● **Supplied passage**:
━━━━━━━━━━━━━━━━
Non-availability of the data could leave users unable to access the data or the information about the data that they have used in their research. This creates a situation wherein scientists may not be able to perform verification and replication of the results of their study and analysis. Recognizing the benefits of data citations, the ESDIS Project evaluated the various approaches for assigning permanent identifiers to data products stored at the DAACs. After considering several options analyzed by Duerr et al. (2011), the ESDIS Project agreed on the use of Digital Object Identifiers (DOIs) for permanently identifying its data collections.
In 2012, the ESDIS Project staff implemented a process for assigning and registering DOIs for data products archived, and distributed by the EOSDIS data centers. It is also to be noted that two of the 12 DAACs – Oak Ridge National Laboratory (ORNL) DAAC and the Socio-Economic Data and Applications Center (SEDAC) – had been using dataset DOIs before their broader usage through the ESDIS Project by the other DAACs. More recently, the ESDIS Project has developed a largely automated DOI registration system based on inputs from the Earth Science Data System Working Groups and the DAACs regarding the DOI assignment process (Wanchoo and James 2014). In addition, the ESDIS Project has developed guidelines for the complete process of registering and maintaining the identifiers, a list of applicable models for creating and assigning DOIs, and guidelines for the landing pages. To support the registration of the identifiers, in February 2012, the ESDIS Project started using the California Digital Library (CDL) EZID system for registering EOSDIS-related DOIs. Since that time the EOSDIS DAACs have submitted over 4000 requests for registering DOIs for their datasets. To facilitate DOI assignment and registration, the ESDIS Project has developed a largely automated system with special emphasis on (a) reviewing DOI metadata, (b) assigning DOI names if requested, and (c) reserving, registering, and updating the DOIs. One of the key features of the system is to give data providers the flexibility of reserving the DOI, which allows data providers to embed and test the DOI in the data product metadata before formally registering the DOI with EZID. In addition, the DOI update process allows the changing of any DOI metadata (except the DOI name unless the name has not yet been registered).
Assigning a DOI Name
A DOI is permanent. When the DOI is assigned and registered, it can always be used to locate the data object to which it refers. One of the key values of defining a permanent, unique identifier is that even if the Internet location (URL) of the object changes, since the DOI stays the same, the user can always find the data by searching for the DOI as long as the DOI metadata are updated with the new URL. This means that an archive can change the URL of a data product without affecting the validity of previous references in already published literature (Duerr et al 2011; Wanchoo and James 2014). In addition, the publisher (or archive-distributor) of the object can change, while still supporting the same DOI as the object’s permanent locator by the new publisher.
━━━━━━━━━━━━━━━━
● **Data supplied**:
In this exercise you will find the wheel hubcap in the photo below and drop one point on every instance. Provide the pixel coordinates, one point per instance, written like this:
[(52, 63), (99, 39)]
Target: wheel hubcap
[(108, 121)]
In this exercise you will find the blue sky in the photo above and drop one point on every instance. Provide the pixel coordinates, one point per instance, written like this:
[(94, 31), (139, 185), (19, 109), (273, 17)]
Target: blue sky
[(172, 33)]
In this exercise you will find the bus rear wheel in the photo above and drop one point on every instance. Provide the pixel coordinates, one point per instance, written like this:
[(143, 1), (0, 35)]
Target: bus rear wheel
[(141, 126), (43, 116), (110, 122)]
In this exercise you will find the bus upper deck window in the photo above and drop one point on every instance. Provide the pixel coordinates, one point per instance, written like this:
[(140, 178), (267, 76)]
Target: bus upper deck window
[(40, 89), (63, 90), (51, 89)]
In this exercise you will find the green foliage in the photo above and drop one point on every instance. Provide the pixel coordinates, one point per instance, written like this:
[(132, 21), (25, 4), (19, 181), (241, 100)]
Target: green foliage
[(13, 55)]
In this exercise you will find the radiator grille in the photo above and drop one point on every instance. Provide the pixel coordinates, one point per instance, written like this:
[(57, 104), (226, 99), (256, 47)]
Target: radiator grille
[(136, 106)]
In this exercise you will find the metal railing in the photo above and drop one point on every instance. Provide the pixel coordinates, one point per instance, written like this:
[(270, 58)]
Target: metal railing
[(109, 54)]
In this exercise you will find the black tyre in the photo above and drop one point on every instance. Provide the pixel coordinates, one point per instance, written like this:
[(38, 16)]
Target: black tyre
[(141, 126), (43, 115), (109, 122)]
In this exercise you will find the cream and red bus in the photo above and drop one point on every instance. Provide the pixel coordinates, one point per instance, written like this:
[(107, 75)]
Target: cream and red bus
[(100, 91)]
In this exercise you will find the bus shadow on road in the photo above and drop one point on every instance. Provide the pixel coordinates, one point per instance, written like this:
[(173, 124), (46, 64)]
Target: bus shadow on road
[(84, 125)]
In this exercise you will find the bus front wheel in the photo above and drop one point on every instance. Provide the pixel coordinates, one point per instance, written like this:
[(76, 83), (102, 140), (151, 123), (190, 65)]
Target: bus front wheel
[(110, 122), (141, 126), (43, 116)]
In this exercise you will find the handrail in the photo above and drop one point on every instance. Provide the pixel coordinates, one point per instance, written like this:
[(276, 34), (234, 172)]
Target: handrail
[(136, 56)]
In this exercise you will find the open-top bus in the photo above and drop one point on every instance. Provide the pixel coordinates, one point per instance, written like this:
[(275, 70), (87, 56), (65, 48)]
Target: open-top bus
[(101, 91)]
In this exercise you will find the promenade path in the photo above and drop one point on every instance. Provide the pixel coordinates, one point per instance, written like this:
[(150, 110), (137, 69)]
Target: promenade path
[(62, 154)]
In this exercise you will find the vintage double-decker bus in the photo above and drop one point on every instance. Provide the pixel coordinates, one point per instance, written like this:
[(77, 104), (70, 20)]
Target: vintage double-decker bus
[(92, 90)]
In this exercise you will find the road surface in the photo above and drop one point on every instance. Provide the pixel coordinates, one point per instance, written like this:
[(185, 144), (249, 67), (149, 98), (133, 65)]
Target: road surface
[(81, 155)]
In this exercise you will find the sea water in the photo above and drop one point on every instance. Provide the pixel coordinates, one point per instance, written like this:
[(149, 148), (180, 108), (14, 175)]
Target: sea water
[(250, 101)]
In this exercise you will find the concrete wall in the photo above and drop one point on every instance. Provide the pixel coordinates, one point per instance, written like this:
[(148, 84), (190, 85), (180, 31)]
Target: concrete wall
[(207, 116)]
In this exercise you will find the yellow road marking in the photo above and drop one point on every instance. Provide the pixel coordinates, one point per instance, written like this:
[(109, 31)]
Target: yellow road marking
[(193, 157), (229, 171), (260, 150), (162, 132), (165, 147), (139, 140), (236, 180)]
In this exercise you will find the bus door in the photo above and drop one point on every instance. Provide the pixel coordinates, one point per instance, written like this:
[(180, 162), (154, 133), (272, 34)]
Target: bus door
━━━━━━━━━━━━━━━━
● **Work to do**:
1) For each statement, answer yes or no on whether it agrees with the passage on Digital Object Identifiers, and quote the words of the passage that decide it. (a) The ESDIS Project began using the California Digital Library EZID system in February 2012. (b) All 12 DAACs started using dataset DOIs at the same time, through the ESDIS Project. (c) The DOI update process allows the name of a registered DOI to be changed.
2) Pick up the passage on Digital Object Identifiers after its last sentence and write what comes next.

● **The results**:
1)
(a) Yes: "in February 2012, the ESDIS Project started using the California Digital Library (CDL) EZID system for registering EOSDIS-related DOIs"
(b) No: "two of the 12 DAACs – Oak Ridge National Laboratory (ORNL) DAAC and the Socio-Economic Data and Applications Center (SEDAC) – had been using dataset DOIs before their broader usage through the ESDIS Project by the other DAACs"
(c) No: "the DOI update process allows the changing of any DOI metadata (except the DOI name unless the name has not yet been registered)"

2)
The structure of a DOI is as follows:
The resolving authority redirects the specified DOI to the landing page developed by the data provider. The resolving authority for ESDIS Project DOIs is dx.doi.org.
In the structure displayed above, the prefix consists of a number assigned by the DOI service provider to each DOI registering agency. The ESDIS Project prefix assigned by EZID is 10.5067 and will always be the same for all DOIs that are registered by the ESDIS Project with EZID. The forward slash character (“/”) is used as a delimiter between prefix and suffix. The suffix is a string developed by the data provider assigning the DOI identifier and has no significant restrictions on the format except that it should be unique. The recommendation, however, is to keep it simple and short for ease of use. DOIs are case-insensitive; therefore, letters coded in upper or lower case will refer to the same DOI. Once a DOI is registered it can never be changed or deleted.
Suggested DOI Suffix Models
To provide guidelines for the suffix, the ESDIS Project has suggested the following models for the data provider’s consideration:
- [campaign]/[platform group]/data[m][n]
- [program]/[measurement group]/data[n]
- [measurement group]/data[n]
- Opaque ID
where [m] depicts the processing level of the product, and [n] depicts a sequence number that is assigned on a first-come-first-served basis. New product versions receive new DOIs and are assigned a new sequence number.
A few examples include:
- Aura HIRDLS level 2 data product
- MEaSUREs GSSTF Level 3 data product
- Aqua AMSR-E data product
- Operation IceBridge data product
- 10.5067/IGNSHKO4RRUC (opaque string)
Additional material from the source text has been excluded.